* Task to complete: Locate each line in the listing below that contains the string "positive" and copy those lines out. Case counts.

-- Opening Marker --

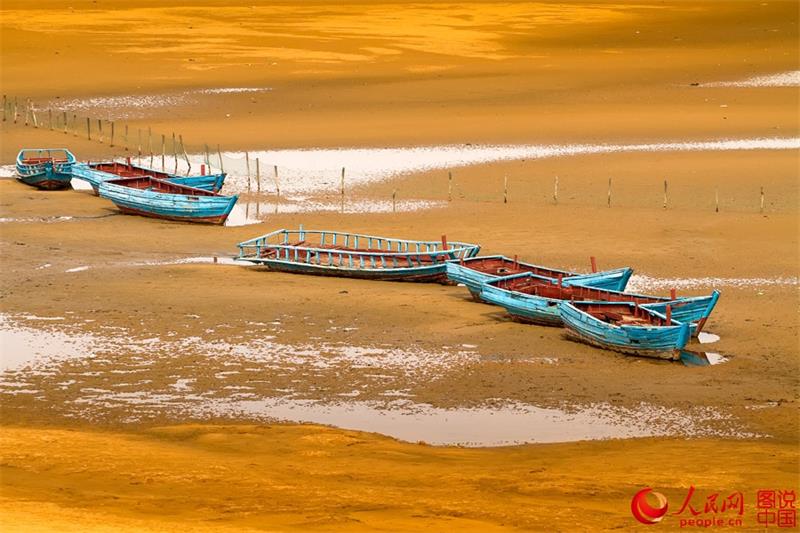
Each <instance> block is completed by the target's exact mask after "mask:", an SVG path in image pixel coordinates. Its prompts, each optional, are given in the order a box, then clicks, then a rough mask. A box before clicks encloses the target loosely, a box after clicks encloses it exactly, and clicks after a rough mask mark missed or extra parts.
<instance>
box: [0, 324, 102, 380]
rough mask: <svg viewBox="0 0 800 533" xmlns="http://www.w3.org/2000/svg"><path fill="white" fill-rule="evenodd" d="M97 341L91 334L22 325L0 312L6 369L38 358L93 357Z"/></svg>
mask: <svg viewBox="0 0 800 533" xmlns="http://www.w3.org/2000/svg"><path fill="white" fill-rule="evenodd" d="M43 320H44V319H43ZM95 344H96V343H95V340H94V338H93V337H92V336H91V335H75V334H67V333H64V332H62V331H58V330H44V329H38V328H29V327H24V326H19V325H16V324H13V323H12V322H10V321H9V320H8V318H7V317H5V316H3V315H0V347H1V348H2V350H0V352H2V357H0V370H2V371H7V370H16V369H21V368H24V367H26V366H28V365H31V364H33V363H35V362H37V361H41V362H53V361H59V360H64V359H76V358H80V357H91V356H92V350H93V347H94V345H95Z"/></svg>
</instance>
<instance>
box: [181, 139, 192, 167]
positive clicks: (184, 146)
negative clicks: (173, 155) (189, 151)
mask: <svg viewBox="0 0 800 533" xmlns="http://www.w3.org/2000/svg"><path fill="white" fill-rule="evenodd" d="M178 142H179V143H181V151H182V152H183V158H184V159H185V160H186V175H187V176H188V175H189V174H191V172H192V162H191V161H189V154H187V153H186V145H184V144H183V135H178Z"/></svg>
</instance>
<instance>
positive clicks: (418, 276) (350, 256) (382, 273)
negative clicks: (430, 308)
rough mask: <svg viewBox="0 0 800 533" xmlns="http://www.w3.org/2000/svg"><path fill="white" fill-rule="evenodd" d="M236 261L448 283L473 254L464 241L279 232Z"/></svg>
mask: <svg viewBox="0 0 800 533" xmlns="http://www.w3.org/2000/svg"><path fill="white" fill-rule="evenodd" d="M238 246H239V257H238V258H237V259H239V260H243V261H250V262H253V263H257V264H259V265H264V266H267V267H269V269H270V270H277V271H281V272H293V273H298V274H316V275H321V276H340V277H348V278H363V279H373V280H384V281H425V282H439V283H446V282H447V274H446V266H445V265H446V263H447V261H448V260H452V259H461V258H465V259H468V258H470V257H473V256H475V255H477V253H478V251H479V250H480V246H478V245H477V244H468V243H462V242H448V241H447V238H446V237H442V240H441V241H410V240H403V239H391V238H388V237H377V236H373V235H360V234H355V233H344V232H338V231H317V230H305V229H303V228H302V227H300V229H297V230H288V229H280V230H277V231H273V232H272V233H268V234H266V235H262V236H260V237H256V238H254V239H250V240H248V241H245V242H241V243H239V245H238Z"/></svg>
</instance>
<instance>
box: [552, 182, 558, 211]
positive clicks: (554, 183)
mask: <svg viewBox="0 0 800 533" xmlns="http://www.w3.org/2000/svg"><path fill="white" fill-rule="evenodd" d="M553 203H554V204H555V205H558V176H556V178H555V179H554V180H553Z"/></svg>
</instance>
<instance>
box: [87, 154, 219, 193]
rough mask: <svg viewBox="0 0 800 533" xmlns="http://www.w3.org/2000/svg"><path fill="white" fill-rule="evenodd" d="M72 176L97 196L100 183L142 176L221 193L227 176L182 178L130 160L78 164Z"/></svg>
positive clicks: (175, 175) (174, 174)
mask: <svg viewBox="0 0 800 533" xmlns="http://www.w3.org/2000/svg"><path fill="white" fill-rule="evenodd" d="M72 176H73V177H75V178H78V179H81V180H84V181H86V182H88V183H89V185H91V186H92V189H93V190H94V192H95V194H98V191H99V187H100V183H102V182H104V181H106V180H112V179H117V178H135V177H140V176H152V177H153V178H156V179H160V180H165V181H170V182H172V183H176V184H178V185H186V186H187V187H194V188H196V189H203V190H206V191H211V192H219V191H220V189H222V185H223V184H224V183H225V176H226V174H225V173H221V174H203V175H199V176H181V175H178V174H170V173H168V172H162V171H158V170H154V169H152V168H147V167H143V166H139V165H136V164H134V163H132V162H131V160H130V158H128V159H127V160H126V161H125V162H120V161H104V162H96V163H77V164H75V165H74V166H73V167H72Z"/></svg>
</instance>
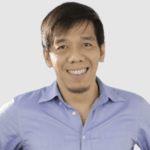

-- Closing Marker --

* Exercise output:
positive clicks: (184, 146)
positive clicks: (418, 276) (350, 256) (382, 273)
positive clicks: (554, 183)
positive clicks: (175, 175) (174, 174)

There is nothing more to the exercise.